| Supplied data |

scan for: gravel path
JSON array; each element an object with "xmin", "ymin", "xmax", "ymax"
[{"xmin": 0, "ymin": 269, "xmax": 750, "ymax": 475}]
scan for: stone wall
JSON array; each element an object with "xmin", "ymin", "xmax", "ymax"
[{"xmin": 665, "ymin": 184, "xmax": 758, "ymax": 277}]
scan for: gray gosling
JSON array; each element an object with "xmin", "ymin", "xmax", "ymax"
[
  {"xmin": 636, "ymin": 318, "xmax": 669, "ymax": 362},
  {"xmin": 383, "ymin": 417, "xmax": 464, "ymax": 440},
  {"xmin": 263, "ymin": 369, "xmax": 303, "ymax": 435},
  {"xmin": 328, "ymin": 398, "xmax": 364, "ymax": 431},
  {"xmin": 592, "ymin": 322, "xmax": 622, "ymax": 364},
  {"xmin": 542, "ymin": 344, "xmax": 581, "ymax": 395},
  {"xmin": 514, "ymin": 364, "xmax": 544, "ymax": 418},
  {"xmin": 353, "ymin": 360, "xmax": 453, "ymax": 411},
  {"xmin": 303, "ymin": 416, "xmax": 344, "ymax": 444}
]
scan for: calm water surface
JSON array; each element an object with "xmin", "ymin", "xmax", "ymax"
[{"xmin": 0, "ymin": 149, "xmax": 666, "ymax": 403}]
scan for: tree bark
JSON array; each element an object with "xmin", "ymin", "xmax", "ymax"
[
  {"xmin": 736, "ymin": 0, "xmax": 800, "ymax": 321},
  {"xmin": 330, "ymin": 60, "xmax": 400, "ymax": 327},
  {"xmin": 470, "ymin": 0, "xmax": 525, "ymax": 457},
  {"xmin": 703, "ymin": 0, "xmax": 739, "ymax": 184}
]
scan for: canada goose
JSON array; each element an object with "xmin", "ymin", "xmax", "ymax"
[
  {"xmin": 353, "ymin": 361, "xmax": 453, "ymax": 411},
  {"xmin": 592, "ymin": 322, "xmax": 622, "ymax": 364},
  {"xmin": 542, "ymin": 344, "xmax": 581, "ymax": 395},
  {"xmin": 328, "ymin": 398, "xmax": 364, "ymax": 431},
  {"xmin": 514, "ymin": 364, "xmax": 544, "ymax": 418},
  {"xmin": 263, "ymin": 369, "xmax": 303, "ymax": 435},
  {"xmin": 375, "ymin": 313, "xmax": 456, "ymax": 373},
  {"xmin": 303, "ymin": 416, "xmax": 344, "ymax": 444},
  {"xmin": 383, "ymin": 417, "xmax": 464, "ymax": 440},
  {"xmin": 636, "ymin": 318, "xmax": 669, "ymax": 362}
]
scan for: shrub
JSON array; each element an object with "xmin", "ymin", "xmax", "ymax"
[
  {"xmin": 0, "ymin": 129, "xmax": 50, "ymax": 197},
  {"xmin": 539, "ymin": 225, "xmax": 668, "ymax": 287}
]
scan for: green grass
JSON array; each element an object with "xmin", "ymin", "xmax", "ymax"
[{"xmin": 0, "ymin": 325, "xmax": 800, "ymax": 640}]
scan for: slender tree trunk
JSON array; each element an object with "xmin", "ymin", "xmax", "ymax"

| Set task |
Please set out all of the records above as a numbered list, leaving out any blank lines.

| Response |
1. scan for: gravel path
2. JSON array; each element an object with "xmin", "ymin", "xmax", "ymax"
3. [{"xmin": 0, "ymin": 269, "xmax": 750, "ymax": 475}]
4. scan for: stone wall
5. JSON array; each element an object with "xmin", "ymin", "xmax", "ymax"
6. [{"xmin": 665, "ymin": 184, "xmax": 758, "ymax": 277}]
7. scan for: gray gosling
8. JSON array; each element an object with "xmin", "ymin", "xmax", "ymax"
9. [
10.   {"xmin": 636, "ymin": 318, "xmax": 669, "ymax": 362},
11.   {"xmin": 383, "ymin": 417, "xmax": 464, "ymax": 440},
12.   {"xmin": 263, "ymin": 369, "xmax": 303, "ymax": 435},
13.   {"xmin": 328, "ymin": 398, "xmax": 364, "ymax": 431},
14.   {"xmin": 592, "ymin": 322, "xmax": 622, "ymax": 364},
15.   {"xmin": 542, "ymin": 344, "xmax": 581, "ymax": 395},
16.   {"xmin": 514, "ymin": 364, "xmax": 544, "ymax": 418},
17.   {"xmin": 353, "ymin": 360, "xmax": 453, "ymax": 411},
18.   {"xmin": 303, "ymin": 416, "xmax": 344, "ymax": 444}
19. ]
20. scan for: calm water surface
21. JSON array; each element an object with "xmin", "ymin", "xmax", "ymax"
22. [{"xmin": 0, "ymin": 149, "xmax": 666, "ymax": 403}]
23. scan for: tree bark
24. JSON array; each element an object with "xmin", "ymin", "xmax", "ymax"
25. [
26.   {"xmin": 736, "ymin": 0, "xmax": 800, "ymax": 321},
27.   {"xmin": 330, "ymin": 60, "xmax": 400, "ymax": 327},
28.   {"xmin": 470, "ymin": 0, "xmax": 525, "ymax": 457},
29.   {"xmin": 703, "ymin": 0, "xmax": 739, "ymax": 184}
30. ]
31. scan for: canada goose
32. JSON array; each element an object with "xmin", "ymin", "xmax", "ymax"
33. [
34.   {"xmin": 353, "ymin": 361, "xmax": 453, "ymax": 411},
35.   {"xmin": 592, "ymin": 322, "xmax": 622, "ymax": 364},
36.   {"xmin": 542, "ymin": 344, "xmax": 581, "ymax": 395},
37.   {"xmin": 328, "ymin": 398, "xmax": 364, "ymax": 431},
38.   {"xmin": 514, "ymin": 364, "xmax": 544, "ymax": 418},
39.   {"xmin": 263, "ymin": 369, "xmax": 303, "ymax": 435},
40.   {"xmin": 375, "ymin": 313, "xmax": 456, "ymax": 373},
41.   {"xmin": 303, "ymin": 416, "xmax": 344, "ymax": 444},
42.   {"xmin": 383, "ymin": 417, "xmax": 464, "ymax": 440},
43.   {"xmin": 636, "ymin": 318, "xmax": 669, "ymax": 362}
44. ]
45. scan for: shrub
46. JSON array; each element an object with "xmin", "ymin", "xmax", "ymax"
47. [
48.   {"xmin": 0, "ymin": 129, "xmax": 50, "ymax": 197},
49.   {"xmin": 539, "ymin": 225, "xmax": 668, "ymax": 287}
50. ]
51. scan for: green grass
52. JSON array; each element an object with "xmin", "ymin", "xmax", "ymax"
53. [{"xmin": 0, "ymin": 325, "xmax": 800, "ymax": 640}]
54. scan for: slender tree trunk
55. JSON array; each element an object with "xmin", "ymin", "xmax", "ymax"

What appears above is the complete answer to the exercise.